[Source data]:
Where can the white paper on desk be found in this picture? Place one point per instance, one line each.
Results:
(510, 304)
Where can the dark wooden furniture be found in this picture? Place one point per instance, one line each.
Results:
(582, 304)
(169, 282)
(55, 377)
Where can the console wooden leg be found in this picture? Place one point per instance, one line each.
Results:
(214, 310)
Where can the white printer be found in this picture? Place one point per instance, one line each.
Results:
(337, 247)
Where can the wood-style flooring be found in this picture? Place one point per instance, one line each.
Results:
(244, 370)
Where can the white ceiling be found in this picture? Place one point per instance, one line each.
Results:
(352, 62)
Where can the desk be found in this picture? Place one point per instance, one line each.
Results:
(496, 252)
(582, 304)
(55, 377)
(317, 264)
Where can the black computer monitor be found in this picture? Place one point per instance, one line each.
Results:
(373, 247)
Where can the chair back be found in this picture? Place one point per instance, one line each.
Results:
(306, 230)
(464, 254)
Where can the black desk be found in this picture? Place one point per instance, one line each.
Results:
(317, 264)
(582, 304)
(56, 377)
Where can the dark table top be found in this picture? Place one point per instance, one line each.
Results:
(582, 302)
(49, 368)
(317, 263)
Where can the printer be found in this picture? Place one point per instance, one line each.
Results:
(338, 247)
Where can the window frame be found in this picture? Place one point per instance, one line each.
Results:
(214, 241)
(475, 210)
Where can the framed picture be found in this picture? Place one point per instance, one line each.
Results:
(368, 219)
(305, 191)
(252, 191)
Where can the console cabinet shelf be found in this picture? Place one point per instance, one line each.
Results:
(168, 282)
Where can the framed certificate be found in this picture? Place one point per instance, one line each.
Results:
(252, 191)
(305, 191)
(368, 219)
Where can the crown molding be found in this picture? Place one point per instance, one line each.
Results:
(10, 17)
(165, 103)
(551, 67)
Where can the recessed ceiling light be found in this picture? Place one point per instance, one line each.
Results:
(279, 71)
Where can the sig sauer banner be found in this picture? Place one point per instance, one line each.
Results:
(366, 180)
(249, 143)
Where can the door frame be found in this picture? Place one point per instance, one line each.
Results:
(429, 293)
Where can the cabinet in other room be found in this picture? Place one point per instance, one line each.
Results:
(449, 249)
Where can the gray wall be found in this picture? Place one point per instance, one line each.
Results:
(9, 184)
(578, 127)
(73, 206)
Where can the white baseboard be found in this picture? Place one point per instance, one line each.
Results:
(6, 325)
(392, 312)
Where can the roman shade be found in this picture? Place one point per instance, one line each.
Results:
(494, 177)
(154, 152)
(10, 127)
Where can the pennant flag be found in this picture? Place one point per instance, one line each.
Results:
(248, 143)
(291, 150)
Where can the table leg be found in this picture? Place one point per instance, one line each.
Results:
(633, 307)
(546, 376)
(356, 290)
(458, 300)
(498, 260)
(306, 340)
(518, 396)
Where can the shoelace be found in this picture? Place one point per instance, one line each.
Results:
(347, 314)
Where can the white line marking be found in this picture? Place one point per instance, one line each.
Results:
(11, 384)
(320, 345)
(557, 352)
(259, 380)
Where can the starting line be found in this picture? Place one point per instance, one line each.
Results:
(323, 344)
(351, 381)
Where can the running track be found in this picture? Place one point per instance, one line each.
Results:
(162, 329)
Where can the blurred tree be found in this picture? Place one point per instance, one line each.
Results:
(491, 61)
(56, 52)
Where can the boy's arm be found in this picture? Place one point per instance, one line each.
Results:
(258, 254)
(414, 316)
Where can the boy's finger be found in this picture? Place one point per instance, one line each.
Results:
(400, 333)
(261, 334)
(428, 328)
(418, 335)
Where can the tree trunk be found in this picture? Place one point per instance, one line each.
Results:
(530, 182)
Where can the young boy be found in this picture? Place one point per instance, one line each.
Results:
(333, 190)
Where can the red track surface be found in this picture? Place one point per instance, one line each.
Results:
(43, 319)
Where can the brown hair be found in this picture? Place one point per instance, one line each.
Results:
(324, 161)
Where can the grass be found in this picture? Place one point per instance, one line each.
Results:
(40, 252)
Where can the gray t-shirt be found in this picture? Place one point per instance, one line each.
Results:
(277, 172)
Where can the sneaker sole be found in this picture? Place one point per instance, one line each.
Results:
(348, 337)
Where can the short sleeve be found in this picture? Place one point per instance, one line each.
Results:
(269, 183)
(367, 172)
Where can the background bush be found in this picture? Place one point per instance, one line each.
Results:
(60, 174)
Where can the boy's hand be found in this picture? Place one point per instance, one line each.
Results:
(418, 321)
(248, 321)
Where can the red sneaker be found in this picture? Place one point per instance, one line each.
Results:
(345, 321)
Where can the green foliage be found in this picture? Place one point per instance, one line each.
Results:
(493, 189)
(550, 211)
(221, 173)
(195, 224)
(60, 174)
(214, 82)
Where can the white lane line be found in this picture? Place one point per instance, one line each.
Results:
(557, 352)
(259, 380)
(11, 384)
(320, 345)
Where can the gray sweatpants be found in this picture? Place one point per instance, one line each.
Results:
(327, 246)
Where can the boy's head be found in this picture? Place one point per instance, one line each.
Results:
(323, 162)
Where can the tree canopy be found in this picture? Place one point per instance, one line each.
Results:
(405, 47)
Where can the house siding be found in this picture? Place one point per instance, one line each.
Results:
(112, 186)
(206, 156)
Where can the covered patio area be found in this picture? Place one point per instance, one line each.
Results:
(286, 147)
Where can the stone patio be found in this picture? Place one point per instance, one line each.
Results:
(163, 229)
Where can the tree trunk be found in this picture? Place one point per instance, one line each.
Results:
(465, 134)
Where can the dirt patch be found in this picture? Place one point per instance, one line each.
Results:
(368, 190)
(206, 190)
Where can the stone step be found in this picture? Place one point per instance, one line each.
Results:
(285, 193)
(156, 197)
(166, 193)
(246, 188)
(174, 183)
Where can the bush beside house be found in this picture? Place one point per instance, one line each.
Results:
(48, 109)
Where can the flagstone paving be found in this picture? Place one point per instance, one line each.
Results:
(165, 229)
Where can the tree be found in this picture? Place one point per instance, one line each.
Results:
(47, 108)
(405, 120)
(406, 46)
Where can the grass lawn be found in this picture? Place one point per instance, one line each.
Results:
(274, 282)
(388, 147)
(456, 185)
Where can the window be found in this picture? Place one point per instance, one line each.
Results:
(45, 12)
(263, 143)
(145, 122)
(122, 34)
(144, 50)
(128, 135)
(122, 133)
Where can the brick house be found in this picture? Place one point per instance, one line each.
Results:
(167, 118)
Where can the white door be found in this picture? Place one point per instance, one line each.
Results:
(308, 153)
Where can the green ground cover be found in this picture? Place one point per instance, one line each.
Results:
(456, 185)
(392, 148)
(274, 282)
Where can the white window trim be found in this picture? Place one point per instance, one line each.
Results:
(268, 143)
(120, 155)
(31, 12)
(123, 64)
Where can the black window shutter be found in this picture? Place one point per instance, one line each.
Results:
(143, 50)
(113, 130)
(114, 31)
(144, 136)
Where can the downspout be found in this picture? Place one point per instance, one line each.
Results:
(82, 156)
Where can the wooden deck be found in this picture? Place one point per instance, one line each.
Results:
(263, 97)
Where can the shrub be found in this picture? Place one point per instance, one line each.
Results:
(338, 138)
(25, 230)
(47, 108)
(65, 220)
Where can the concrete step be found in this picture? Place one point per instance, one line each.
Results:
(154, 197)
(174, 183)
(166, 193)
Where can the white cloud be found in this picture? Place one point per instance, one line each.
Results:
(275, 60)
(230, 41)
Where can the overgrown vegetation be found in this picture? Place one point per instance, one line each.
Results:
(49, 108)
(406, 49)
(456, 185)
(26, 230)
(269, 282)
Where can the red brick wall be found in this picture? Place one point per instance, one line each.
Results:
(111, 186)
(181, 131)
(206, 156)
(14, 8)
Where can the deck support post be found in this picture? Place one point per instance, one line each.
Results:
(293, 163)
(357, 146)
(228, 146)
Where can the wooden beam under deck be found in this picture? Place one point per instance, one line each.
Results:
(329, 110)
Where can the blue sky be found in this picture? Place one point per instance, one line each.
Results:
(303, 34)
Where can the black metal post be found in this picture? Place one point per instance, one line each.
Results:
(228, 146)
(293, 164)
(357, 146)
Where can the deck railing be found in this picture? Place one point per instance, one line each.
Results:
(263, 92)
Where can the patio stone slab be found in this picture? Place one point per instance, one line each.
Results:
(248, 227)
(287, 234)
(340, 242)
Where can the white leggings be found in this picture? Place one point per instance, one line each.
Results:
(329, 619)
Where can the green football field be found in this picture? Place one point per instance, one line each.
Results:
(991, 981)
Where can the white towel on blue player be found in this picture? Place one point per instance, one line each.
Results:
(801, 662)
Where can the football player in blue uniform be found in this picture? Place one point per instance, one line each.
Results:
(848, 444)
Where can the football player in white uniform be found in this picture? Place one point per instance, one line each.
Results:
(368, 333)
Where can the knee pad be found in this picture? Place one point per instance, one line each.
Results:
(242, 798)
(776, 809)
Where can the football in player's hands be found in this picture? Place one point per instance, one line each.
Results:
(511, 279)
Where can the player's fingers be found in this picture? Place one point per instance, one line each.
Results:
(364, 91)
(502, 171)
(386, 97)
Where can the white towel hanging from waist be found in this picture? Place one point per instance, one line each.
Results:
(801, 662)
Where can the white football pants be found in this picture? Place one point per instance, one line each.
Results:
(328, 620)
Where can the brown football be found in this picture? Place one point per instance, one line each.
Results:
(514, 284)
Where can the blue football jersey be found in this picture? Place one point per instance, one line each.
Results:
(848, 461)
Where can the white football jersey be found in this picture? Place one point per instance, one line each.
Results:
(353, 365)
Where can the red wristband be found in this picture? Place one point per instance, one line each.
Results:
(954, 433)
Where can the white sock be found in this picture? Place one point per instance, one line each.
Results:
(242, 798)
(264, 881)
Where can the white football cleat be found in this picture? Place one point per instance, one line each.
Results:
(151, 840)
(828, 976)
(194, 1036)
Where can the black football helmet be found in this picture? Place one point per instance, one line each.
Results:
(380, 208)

[What this task involves]:
Which lines above contain the word "desk"? Copy each one.

[Response area]:
Where can the white paper on desk be found in this picture? Place one point per instance, one line each.
Where can the desk be found in this picture? Place one point per instance, one line each.
Where can the black desk be found in this picture? Place one point per instance, one line each.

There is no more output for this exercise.